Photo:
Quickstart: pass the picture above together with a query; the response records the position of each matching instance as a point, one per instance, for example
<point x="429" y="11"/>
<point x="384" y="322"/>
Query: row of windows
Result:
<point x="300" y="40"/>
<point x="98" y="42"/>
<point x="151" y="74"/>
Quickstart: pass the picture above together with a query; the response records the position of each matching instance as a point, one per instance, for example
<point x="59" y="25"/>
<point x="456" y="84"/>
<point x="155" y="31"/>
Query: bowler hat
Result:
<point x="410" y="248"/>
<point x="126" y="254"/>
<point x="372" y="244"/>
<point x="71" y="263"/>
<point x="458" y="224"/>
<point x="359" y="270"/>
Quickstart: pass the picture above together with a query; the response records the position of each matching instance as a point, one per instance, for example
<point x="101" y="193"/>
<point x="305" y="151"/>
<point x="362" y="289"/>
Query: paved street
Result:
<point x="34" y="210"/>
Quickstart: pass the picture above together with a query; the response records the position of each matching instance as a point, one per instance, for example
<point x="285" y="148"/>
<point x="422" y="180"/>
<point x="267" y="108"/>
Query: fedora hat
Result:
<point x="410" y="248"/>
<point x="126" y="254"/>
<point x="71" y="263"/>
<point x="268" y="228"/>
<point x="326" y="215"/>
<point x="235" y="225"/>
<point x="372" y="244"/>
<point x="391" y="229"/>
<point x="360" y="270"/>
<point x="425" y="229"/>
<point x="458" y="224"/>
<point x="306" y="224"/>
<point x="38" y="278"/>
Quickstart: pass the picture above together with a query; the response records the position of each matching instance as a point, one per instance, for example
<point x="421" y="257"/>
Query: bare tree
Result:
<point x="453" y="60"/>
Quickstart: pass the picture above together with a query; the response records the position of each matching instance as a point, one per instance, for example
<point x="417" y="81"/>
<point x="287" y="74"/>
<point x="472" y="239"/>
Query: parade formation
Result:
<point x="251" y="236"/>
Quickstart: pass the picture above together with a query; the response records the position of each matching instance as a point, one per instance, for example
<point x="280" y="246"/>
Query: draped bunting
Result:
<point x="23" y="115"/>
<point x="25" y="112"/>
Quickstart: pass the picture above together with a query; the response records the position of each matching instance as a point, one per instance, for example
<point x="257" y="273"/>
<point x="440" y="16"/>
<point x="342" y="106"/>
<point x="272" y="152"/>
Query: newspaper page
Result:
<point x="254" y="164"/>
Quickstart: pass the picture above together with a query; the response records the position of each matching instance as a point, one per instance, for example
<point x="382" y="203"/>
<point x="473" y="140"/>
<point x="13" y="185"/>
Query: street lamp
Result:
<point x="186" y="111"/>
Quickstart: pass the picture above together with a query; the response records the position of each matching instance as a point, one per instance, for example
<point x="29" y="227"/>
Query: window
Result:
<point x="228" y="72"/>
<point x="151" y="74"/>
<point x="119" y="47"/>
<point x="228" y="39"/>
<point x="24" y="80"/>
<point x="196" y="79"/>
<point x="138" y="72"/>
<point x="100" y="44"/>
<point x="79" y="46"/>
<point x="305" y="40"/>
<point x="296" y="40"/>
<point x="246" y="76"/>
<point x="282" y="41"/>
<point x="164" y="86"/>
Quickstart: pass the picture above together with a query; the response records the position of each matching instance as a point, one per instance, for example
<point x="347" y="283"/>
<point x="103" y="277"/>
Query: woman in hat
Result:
**********
Transcribe every record. Match each line exactly.

Photo:
Quickstart: pass the picture above together with a query; the response records the position of each matching instance as a point, one per instance, for example
<point x="429" y="11"/>
<point x="384" y="322"/>
Query: row of windows
Result:
<point x="300" y="40"/>
<point x="98" y="42"/>
<point x="151" y="74"/>
Quickstart: pass the picture above together with a query; the response records the position of each matching instance as a point, one per instance, for example
<point x="59" y="25"/>
<point x="456" y="84"/>
<point x="155" y="31"/>
Query: bowler hat
Result:
<point x="410" y="248"/>
<point x="126" y="254"/>
<point x="372" y="244"/>
<point x="71" y="263"/>
<point x="458" y="224"/>
<point x="359" y="270"/>
Quickstart: pass the picture above together with a query; the response records the position of each matching instance as a point, one per instance, for example
<point x="101" y="193"/>
<point x="305" y="151"/>
<point x="362" y="289"/>
Query: paved street
Result:
<point x="34" y="210"/>
Quickstart: pass the picture above together with a query; the response records the position of each matching instance as a point, one per instance, for example
<point x="285" y="148"/>
<point x="422" y="180"/>
<point x="267" y="108"/>
Query: fedora hat
Result:
<point x="410" y="248"/>
<point x="126" y="254"/>
<point x="71" y="263"/>
<point x="268" y="228"/>
<point x="326" y="215"/>
<point x="235" y="225"/>
<point x="372" y="244"/>
<point x="391" y="229"/>
<point x="360" y="270"/>
<point x="425" y="229"/>
<point x="458" y="224"/>
<point x="306" y="224"/>
<point x="38" y="278"/>
Quickstart: pass the picture above together with a query; the response records the position of each matching instance as a point, one per instance, for example
<point x="421" y="257"/>
Query: bare tree
Result:
<point x="453" y="60"/>
Quickstart: pass the picture above together with a query; the response records the position of each matching instance as a point, one per instance, for example
<point x="417" y="81"/>
<point x="287" y="74"/>
<point x="472" y="239"/>
Query: parade formation
Result:
<point x="251" y="236"/>
Quickstart: pass the picture above together with a query; the response records the position of each matching instance as a point, one per instance, for example
<point x="280" y="246"/>
Query: draped bunting
Result:
<point x="23" y="115"/>
<point x="25" y="112"/>
Quickstart: pass the picture above together with a query; the response records the position of each matching instance as a point, one per instance, for example
<point x="257" y="273"/>
<point x="440" y="16"/>
<point x="342" y="106"/>
<point x="272" y="152"/>
Query: newspaper page
Result:
<point x="254" y="164"/>
Quickstart: pass the picture above together with a query; the response records the position of each matching instance as a point, one per instance, for example
<point x="382" y="203"/>
<point x="473" y="140"/>
<point x="13" y="185"/>
Query: street lamp
Result:
<point x="186" y="111"/>
Quickstart: pass the picture above together with a query; the response records the position of each matching instance as a point, one per instance, for example
<point x="29" y="227"/>
Query: window
Result:
<point x="228" y="72"/>
<point x="151" y="74"/>
<point x="119" y="47"/>
<point x="228" y="39"/>
<point x="24" y="80"/>
<point x="196" y="79"/>
<point x="138" y="72"/>
<point x="100" y="44"/>
<point x="79" y="46"/>
<point x="305" y="40"/>
<point x="296" y="40"/>
<point x="246" y="76"/>
<point x="282" y="41"/>
<point x="164" y="86"/>
Quickstart: pass the picture above together with a query; the response records the position of each matching instance as a point, one per instance, for example
<point x="347" y="283"/>
<point x="103" y="277"/>
Query: woman in hat
Result:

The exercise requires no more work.